▸ **PROVIDED TEXT**:

--------------------------------------------------

Cup of research is half-full

Coffee: A weak international market means less funding for the science of making a better brew.

Medicine & Science

November 03, 2003|By Dennis O'Brien | Dennis O'Brien,SUN STAFF

Fernando Vega is a java fanatic, to the tune of five cups a day. Coffee gets him out of bed in the morning, courses through his veins all day and energizes him when he's tired. He keeps a roaster in his office, buys beans over the Internet, grinds them himself and brings back bags of the stuff from vacations and conventions.

"It's a great side benefit of the job - a perk I guess you could call it," says Vega, whose federal laboratory is dedicated to keeping the world's coffee crop safe from pests.

But the entomologist at the Beltsville Agricultural Research Center is worried these days. In most countries, coffee revenues fuel research, and a decade-long decline in coffee prices is drying up funding and threatening the quality of java for years to come.

More research is needed, he says, to keep growers in business, trim production costs and protect the world's coffee crop from insects that now cause $500 million a year in losses.

"The quality of coffee will go down if people don't know what to do with the product," he says.

Other coffee scientists share Vega's concerns. With coffee prices at historic lows, they say, growers are anxious to cut costs and could cut quality by switching to cheaper seeds and harvesting methods.

"We have all the coffee we need today, but what about tomorrow, what about next year and the years after that?" asked H.C. Skip Bittenbender, a coffee researcher at the University of Hawaii.

At stake is a $70 billion crop, the livelihood of 25 million workers and the future of an elixir that people depend on for their morning jolt.

--------------------------------------------------

▸ **WHAT YOU NEED TO DO**: Repeat the coffee research article word for word from "Fernando Vega is" to "years to come.".

--------------------------------------------------

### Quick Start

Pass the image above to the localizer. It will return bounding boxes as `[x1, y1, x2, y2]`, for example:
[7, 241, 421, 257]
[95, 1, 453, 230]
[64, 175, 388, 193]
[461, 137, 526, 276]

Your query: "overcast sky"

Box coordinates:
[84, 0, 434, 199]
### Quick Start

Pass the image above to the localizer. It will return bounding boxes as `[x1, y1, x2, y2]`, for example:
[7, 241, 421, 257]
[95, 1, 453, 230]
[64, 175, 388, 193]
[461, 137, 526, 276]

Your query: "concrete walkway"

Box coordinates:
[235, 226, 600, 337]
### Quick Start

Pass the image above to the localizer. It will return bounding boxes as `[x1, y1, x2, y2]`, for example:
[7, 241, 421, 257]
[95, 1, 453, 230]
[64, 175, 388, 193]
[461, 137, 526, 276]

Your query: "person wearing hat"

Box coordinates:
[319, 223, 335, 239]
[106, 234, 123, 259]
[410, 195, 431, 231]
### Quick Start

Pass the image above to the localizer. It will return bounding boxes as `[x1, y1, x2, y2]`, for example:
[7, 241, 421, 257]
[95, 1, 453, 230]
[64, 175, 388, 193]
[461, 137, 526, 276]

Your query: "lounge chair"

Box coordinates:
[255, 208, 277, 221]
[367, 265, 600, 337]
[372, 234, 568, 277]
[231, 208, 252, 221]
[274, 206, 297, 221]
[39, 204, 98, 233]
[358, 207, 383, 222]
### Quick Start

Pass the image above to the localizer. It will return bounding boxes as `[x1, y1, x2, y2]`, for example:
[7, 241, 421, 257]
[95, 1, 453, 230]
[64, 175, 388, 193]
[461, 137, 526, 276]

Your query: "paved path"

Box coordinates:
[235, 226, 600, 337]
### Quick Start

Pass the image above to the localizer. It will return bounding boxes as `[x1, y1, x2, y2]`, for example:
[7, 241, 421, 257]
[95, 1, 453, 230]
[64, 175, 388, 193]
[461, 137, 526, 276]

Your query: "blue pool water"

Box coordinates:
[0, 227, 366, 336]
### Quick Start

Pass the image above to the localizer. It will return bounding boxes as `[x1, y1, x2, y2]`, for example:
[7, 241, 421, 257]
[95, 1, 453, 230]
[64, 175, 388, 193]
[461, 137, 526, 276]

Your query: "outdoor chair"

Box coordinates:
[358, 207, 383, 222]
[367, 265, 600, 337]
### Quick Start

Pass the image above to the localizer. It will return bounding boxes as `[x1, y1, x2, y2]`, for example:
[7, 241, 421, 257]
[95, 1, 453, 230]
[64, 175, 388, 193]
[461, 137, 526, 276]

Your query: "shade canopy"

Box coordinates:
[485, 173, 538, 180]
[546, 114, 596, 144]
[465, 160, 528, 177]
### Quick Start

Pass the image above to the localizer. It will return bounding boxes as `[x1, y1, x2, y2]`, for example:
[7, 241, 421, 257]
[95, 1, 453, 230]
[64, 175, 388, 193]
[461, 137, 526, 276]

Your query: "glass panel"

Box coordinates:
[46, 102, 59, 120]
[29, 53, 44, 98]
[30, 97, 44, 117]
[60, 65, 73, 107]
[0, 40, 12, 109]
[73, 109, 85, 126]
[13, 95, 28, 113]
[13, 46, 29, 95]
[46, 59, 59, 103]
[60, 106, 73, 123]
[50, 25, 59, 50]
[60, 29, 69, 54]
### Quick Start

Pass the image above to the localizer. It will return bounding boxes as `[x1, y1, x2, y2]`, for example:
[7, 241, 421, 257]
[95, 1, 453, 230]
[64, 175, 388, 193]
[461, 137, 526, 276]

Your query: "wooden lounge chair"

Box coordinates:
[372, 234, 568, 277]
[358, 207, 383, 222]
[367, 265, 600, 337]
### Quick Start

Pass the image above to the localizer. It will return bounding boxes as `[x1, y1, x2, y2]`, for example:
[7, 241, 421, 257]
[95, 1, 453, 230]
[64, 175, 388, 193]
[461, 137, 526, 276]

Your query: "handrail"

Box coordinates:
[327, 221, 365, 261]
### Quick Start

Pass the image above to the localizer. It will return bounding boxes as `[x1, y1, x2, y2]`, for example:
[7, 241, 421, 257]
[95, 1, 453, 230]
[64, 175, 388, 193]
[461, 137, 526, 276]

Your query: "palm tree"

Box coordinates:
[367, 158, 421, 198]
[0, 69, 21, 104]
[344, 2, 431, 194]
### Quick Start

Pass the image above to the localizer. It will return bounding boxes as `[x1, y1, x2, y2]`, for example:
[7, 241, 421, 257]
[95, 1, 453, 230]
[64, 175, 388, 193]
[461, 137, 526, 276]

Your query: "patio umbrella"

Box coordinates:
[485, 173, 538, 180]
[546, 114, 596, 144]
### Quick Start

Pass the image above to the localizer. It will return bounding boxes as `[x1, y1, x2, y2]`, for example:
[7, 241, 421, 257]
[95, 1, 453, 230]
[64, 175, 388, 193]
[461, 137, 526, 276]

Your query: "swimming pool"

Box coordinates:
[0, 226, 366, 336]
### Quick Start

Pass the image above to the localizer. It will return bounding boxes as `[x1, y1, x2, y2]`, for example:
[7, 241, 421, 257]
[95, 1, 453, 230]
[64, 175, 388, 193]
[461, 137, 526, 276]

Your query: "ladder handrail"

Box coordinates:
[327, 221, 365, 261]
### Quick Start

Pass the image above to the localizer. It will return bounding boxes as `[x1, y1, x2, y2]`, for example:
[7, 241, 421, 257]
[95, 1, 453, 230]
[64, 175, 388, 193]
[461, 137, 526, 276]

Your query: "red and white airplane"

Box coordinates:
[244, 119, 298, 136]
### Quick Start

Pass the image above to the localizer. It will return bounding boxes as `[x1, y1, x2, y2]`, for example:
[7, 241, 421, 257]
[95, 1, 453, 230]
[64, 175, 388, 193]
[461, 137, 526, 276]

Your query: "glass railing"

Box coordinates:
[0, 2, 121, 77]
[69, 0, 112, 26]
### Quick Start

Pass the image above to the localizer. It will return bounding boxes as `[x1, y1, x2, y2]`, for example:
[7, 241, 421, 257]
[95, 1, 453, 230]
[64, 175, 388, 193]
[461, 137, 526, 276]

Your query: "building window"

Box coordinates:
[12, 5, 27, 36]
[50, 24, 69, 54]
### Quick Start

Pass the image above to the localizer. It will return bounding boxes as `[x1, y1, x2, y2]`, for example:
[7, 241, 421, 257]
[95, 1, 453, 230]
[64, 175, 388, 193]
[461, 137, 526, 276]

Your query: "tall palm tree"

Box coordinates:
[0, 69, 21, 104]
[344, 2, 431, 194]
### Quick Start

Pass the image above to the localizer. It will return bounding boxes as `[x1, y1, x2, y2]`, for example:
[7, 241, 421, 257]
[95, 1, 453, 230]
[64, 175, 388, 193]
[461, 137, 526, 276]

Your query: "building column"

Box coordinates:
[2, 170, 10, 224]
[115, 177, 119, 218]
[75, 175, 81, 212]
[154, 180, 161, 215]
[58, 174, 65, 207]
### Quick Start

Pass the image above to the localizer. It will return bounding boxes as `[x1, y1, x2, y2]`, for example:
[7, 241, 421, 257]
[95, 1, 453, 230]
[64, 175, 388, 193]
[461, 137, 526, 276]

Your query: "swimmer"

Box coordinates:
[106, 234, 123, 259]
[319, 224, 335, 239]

--------------------------------------------------

▸ **RESULT**:
Fernando Vega is a java fanatic, to the tune of five cups a day. Coffee gets him out of bed in the morning, courses through his veins all day and energizes him when he's tired. He keeps a roaster in his office, buys beans over the Internet, grinds them himself and brings back bags of the stuff from vacations and conventions.

"It's a great side benefit of the job - a perk I guess you could call it," says Vega, whose federal laboratory is dedicated to keeping the world's coffee crop safe from pests.

But the entomologist at the Beltsville Agricultural Research Center is worried these days. In most countries, coffee revenues fuel research, and a decade-long decline in coffee prices is drying up funding and threatening the quality of java for years to come.